WHAT THIS TASK INVOLVES - Copy out the entire Five RAG README page below, word for word.

DOCUMENT EXTRACT -
Files
five/rag/README.md
CharlesKWON cf370564f3 docs(rag): Five knowledge corpus for LLM agents
A retrieval-ready knowledge base so an LLM can read/write Five without
prior training: overview, syntax, full RTL catalog (from hbrtl/register.go),
web/worker idioms (from the solmade app), and a long-tail gotchas file.
Every doc has keyword/summary frontmatter; INDEX.md is the routing manifest.

Grounded by parallel source exploration; RTL names spot-checked against
register.go. The gotchas file is the compounding asset — append new traps.

Co-Authored-By: Claude Opus 4.8 (1M context) <noreply@anthropic.com>
2026-06-15 13:54:03 +09:00

45 lines
2.2 KiB
Markdown

# Five RAG — knowledge corpus for LLM agents writing Five
A compact, retrieval-ready knowledge base that lets an LLM read and write **Five**
(xBase/Harbour → Go) code correctly without prior training on it. This is the practical
form of "give the model the grammar via RAG": grammar + RTL surface + real idioms +
the long-tail gotchas.

GIVEN INFORMATION -
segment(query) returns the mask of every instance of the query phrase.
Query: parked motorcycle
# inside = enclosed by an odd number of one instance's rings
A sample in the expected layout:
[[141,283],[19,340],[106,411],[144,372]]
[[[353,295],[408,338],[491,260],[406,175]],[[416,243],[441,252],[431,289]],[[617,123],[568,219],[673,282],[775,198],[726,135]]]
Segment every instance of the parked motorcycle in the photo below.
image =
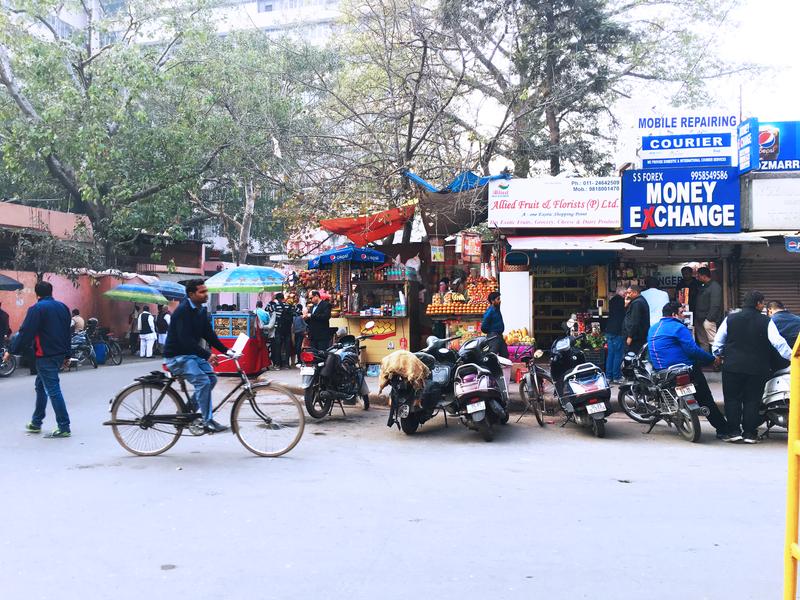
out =
[[[572,421],[582,427],[590,427],[596,437],[606,434],[606,417],[611,414],[609,402],[611,387],[603,371],[595,364],[587,362],[577,337],[571,334],[572,321],[564,327],[565,335],[553,342],[550,348],[550,373],[555,394],[566,416],[562,427]],[[536,351],[536,357],[543,355]]]
[[416,390],[408,378],[401,374],[393,374],[389,378],[391,402],[389,420],[386,423],[389,427],[398,425],[404,433],[411,435],[420,425],[438,415],[439,411],[453,410],[453,377],[458,354],[448,349],[447,344],[460,337],[430,336],[427,339],[428,345],[414,353],[431,373],[422,390]]
[[508,388],[503,367],[507,358],[489,351],[489,339],[468,340],[458,351],[453,391],[454,414],[469,429],[479,431],[483,439],[494,439],[494,427],[508,423]]
[[[368,321],[365,330],[375,324]],[[369,408],[369,386],[364,368],[359,360],[359,342],[371,335],[345,335],[325,351],[306,348],[300,354],[305,366],[300,368],[306,410],[315,419],[330,415],[333,403],[337,402],[344,413],[342,402],[361,398],[364,410]]]
[[695,399],[692,367],[678,364],[656,371],[647,360],[647,347],[638,354],[628,352],[622,360],[625,383],[617,401],[623,412],[637,423],[650,425],[650,433],[659,421],[673,425],[685,440],[700,439],[700,415],[708,414]]
[[767,380],[764,394],[761,396],[761,405],[758,414],[767,425],[767,431],[762,437],[769,436],[773,427],[789,428],[789,367],[776,371]]

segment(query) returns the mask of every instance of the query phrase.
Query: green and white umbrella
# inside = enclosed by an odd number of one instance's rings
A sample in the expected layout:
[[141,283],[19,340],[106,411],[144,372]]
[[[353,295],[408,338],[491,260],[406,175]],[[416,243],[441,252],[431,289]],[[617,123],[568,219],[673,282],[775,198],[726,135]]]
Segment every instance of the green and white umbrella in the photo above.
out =
[[209,277],[206,279],[206,287],[209,292],[279,292],[283,289],[284,279],[283,273],[271,267],[240,265]]

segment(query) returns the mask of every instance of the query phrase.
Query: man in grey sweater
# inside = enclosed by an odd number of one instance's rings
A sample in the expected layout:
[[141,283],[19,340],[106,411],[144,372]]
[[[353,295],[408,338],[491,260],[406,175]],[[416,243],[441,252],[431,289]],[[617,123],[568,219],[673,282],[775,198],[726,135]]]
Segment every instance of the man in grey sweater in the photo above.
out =
[[697,343],[706,352],[711,351],[717,325],[722,322],[722,286],[711,279],[711,269],[697,269],[697,279],[701,283],[697,296],[697,310],[694,314],[694,334]]

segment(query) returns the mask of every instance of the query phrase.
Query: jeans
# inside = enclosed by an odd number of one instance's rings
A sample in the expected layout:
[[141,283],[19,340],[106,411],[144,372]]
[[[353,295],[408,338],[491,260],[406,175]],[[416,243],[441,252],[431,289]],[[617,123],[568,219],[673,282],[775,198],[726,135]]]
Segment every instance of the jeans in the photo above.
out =
[[217,385],[217,376],[211,364],[194,354],[182,354],[166,359],[167,368],[173,375],[182,375],[194,388],[193,399],[200,407],[203,420],[207,423],[213,418],[211,390]]
[[750,375],[722,370],[722,393],[725,396],[725,418],[728,433],[755,438],[761,419],[758,406],[764,393],[766,375]]
[[44,421],[47,399],[53,405],[56,413],[56,423],[61,431],[69,431],[69,414],[64,396],[61,394],[61,384],[58,380],[58,370],[64,364],[65,356],[47,356],[36,359],[36,408],[33,409],[31,424],[42,426]]
[[608,356],[606,357],[606,375],[609,379],[622,379],[622,358],[625,356],[625,338],[613,333],[606,334]]

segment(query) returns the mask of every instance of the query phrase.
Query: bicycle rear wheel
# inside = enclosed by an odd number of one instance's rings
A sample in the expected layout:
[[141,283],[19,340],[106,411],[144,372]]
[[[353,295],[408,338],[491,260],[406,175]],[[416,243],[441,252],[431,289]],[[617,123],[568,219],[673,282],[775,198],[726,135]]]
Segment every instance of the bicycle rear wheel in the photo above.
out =
[[236,399],[231,425],[242,445],[258,456],[281,456],[297,445],[306,426],[303,405],[287,388],[259,383]]
[[[120,446],[137,456],[157,456],[172,448],[181,437],[181,427],[148,423],[147,416],[161,395],[163,386],[137,383],[122,390],[111,406],[111,429]],[[168,390],[158,405],[158,415],[182,413],[180,398]]]

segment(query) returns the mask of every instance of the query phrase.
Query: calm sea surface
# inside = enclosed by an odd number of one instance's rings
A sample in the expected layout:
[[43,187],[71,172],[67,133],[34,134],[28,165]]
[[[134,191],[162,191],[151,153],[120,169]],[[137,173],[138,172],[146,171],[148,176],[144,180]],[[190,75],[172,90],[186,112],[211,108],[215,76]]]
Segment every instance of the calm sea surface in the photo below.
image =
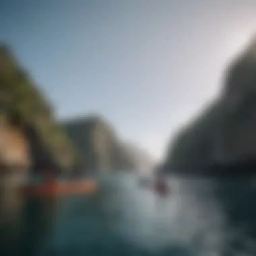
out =
[[253,239],[245,245],[253,230],[237,238],[241,248],[229,245],[242,228],[256,226],[251,181],[168,182],[166,197],[139,187],[137,177],[120,174],[100,177],[93,195],[24,200],[15,221],[2,229],[0,255],[228,255],[224,252],[233,250],[230,255],[238,255],[255,250]]

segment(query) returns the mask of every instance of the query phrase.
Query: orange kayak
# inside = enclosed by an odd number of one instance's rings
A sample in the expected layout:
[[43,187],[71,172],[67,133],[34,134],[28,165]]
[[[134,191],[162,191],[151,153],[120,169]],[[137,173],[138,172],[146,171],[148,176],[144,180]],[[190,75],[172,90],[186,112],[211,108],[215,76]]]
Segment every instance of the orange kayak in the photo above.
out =
[[93,180],[69,182],[52,180],[42,185],[27,185],[23,188],[23,193],[26,197],[90,194],[95,192],[97,188],[97,184]]

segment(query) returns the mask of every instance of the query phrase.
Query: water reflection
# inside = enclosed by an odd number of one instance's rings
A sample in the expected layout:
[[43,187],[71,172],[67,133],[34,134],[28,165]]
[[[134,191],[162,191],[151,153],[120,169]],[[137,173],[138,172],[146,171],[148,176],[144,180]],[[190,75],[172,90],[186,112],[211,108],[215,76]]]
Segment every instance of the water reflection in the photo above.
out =
[[5,189],[13,205],[2,211],[1,255],[223,255],[232,246],[231,228],[256,224],[242,199],[256,195],[247,181],[170,177],[167,197],[131,174],[98,181],[91,195],[22,199],[17,188]]

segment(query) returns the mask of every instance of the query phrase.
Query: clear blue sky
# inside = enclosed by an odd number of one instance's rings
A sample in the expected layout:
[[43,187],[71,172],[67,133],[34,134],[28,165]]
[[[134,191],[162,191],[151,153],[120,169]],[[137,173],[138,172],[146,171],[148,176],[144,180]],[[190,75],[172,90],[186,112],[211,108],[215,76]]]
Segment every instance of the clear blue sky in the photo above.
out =
[[155,156],[217,92],[255,0],[0,1],[9,42],[60,118],[105,115]]

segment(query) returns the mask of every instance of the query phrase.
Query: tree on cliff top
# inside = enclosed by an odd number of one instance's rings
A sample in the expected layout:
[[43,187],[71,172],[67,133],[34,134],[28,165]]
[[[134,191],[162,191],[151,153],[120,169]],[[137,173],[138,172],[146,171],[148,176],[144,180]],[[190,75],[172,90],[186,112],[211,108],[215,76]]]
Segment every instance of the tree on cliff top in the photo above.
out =
[[77,163],[78,153],[52,107],[6,45],[0,45],[0,112],[7,117],[19,117],[23,125],[33,127],[40,143],[59,166]]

ANSWER TO THE PROBLEM -
Files
five/rag/README.md
CharlesKWON cf370564f3 docs(rag): Five knowledge corpus for LLM agents
A retrieval-ready knowledge base so an LLM can read/write Five without
prior training: overview, syntax, full RTL catalog (from hbrtl/register.go),
web/worker idioms (from the solmade app), and a long-tail gotchas file.
Every doc has keyword/summary frontmatter; INDEX.md is the routing manifest.

Grounded by parallel source exploration; RTL names spot-checked against
register.go. The gotchas file is the compounding asset — append new traps.

Co-Authored-By: Claude Opus 4.8 (1M context) <noreply@anthropic.com>
2026-06-15 13:54:03 +09:00

45 lines
2.2 KiB
Markdown

# Five RAG — knowledge corpus for LLM agents writing Five
A compact, retrieval-ready knowledge base that lets an LLM read and write **Five**
(xBase/Harbour → Go) code correctly without prior training on it. This is the practical
form of "give the model the grammar via RAG": grammar + RTL surface + real idioms +
the long-tail gotchas.